* **Source excerpt**:
--- Start ---

RFC: XML to RDF

From structure to semantics

Last Update

10/16/2005; 1:34:42 AM

Try XHTML 2.0 Src XHTML 2.0 RDF Metadata

Purpose

XML to RDF is a transformation format that indicates how RDF can be extracted from a certain XML format. Once a transformation for a certian XML format is defined, RDF can be automatically extracted from every XML file in that format.

Understanding the format

It is clear that few people find RDF easy to understand. Creating a tranformation to RDF adds another level of complexity. So XML to RDF will probably be usable by a small number of people. This is not a problem, because only one transformation has to be defined for each XML format.

Required knowledge for XML to RDF is the RDF model and XPath. Because almost everyone doesn't like the standard RDF/XML syntax, XML to RDF uses it's own simplified RDF/XML syntax. The tutorial will first show how to create RDF in this format, and then show how to adapt the static RDF to an XML to RDF transformation by adding XPath expressions.

Tutorial

Creating RDF data

Resources have properties. The following example shows that the resource at URI http://www.w3.org/ has a dc:title property with value "World Wide Web Consortium".

<xr:transform
  xmlns:xr="https://w3future.com/ns/xr"
  xmlns:rdfs="http://www.w3.org/2000/01/rdf-schema#"
  xmlns:dc="http://purl.org/dc/elements/1.1/"
  xmlns:h="http://www.w3.org/1999/xhtml">

  <xr:introducing>
    <rdfs:Resource xr:uri="http://www.w3.org/">
      <dc:title>World Wide Web Consortium</dc:title>
    </rdfs:Resource>
  </xr:introducing>

</xr:transform>

A property value can also be another resource. http://www.w3.org/ also has a dc:rights property. The value of this property is another resource. This resource also has it's own dc:title property. (I'll leave out the root element from now on, it's the same every time.)

<xr:introducing>
  <rdfs:Resource xr:uri="http://www.w3.org/">
    <dc:title>World Wide Web Consortium</dc:title>
    <dc:rights>
      <rdfs:Resource xr:uri="http://www.w3.org/Consortium/Legal/ipr-notice#Copyright">
        <dc:title>IPR Notice and Disclaimers</dc:title>
      </rdfs:Resource>
    </dc:rights>
  </rdfs:Resource>
</xr:introducing>

Transforming

Now we'll do the above for all xhtml documents. Let's first create a transformation that extracts the title. The static information from the first example above will be replaced by xpaths.

The xr:uri attribute is replaced by a xr:uriSelect attribute. The xpath expression for the URI is $documentURI, which is the URI of the document being transformed.
The text content of the dc:title property is replaced by a xr:select attribute. The xpath expression selects the title element of the xhtml file.

--- End ---

* **Aim**:
According to the XML to RDF page, why is it not a problem that the format will probably be usable by only a small number of people? Answer in one to three sentences.

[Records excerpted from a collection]

--- Start ---

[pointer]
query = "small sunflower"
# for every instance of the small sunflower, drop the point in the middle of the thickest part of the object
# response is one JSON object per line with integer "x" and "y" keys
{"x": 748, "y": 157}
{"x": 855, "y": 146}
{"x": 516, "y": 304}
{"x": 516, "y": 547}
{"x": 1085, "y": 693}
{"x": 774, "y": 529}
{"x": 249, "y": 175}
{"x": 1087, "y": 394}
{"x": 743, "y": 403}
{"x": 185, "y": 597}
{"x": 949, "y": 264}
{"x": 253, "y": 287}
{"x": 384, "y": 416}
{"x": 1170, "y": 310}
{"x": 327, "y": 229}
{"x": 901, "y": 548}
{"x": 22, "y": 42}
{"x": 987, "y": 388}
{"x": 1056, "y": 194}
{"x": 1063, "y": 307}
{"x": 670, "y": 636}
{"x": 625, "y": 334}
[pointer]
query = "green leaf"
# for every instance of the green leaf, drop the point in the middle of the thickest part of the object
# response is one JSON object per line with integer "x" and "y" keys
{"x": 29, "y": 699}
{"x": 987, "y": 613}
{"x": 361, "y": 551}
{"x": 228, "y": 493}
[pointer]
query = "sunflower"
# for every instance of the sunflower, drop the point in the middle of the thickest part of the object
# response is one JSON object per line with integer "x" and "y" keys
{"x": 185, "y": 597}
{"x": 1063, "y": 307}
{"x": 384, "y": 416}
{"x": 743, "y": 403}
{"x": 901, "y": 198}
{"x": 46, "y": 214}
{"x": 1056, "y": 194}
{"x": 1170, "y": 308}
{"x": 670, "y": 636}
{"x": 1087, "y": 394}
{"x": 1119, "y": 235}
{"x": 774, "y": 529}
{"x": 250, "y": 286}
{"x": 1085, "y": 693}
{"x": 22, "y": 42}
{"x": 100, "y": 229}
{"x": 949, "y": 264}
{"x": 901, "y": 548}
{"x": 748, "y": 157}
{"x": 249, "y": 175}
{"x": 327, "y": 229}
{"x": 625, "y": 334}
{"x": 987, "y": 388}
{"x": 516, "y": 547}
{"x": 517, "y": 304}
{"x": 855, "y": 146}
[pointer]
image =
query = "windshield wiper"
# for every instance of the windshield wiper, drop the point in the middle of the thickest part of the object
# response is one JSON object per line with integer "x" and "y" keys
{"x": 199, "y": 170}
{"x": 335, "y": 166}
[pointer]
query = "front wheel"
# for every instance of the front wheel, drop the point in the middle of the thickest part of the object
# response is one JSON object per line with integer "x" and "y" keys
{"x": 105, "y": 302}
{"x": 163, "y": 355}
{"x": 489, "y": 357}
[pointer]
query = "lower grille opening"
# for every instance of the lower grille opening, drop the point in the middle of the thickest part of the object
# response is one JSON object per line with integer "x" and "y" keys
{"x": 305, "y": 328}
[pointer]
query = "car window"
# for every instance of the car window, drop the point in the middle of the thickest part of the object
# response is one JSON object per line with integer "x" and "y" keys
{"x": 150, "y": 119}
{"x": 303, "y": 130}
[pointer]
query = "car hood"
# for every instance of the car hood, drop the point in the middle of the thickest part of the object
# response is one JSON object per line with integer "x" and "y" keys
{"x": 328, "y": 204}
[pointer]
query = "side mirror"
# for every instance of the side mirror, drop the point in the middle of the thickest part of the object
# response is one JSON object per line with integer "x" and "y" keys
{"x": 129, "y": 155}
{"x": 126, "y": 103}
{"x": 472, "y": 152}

--- End ---

* **The completed task**:
It is not a problem because only one transformation has to be defined for each XML format. Once that transformation exists, RDF can be extracted automatically from every XML file in that format.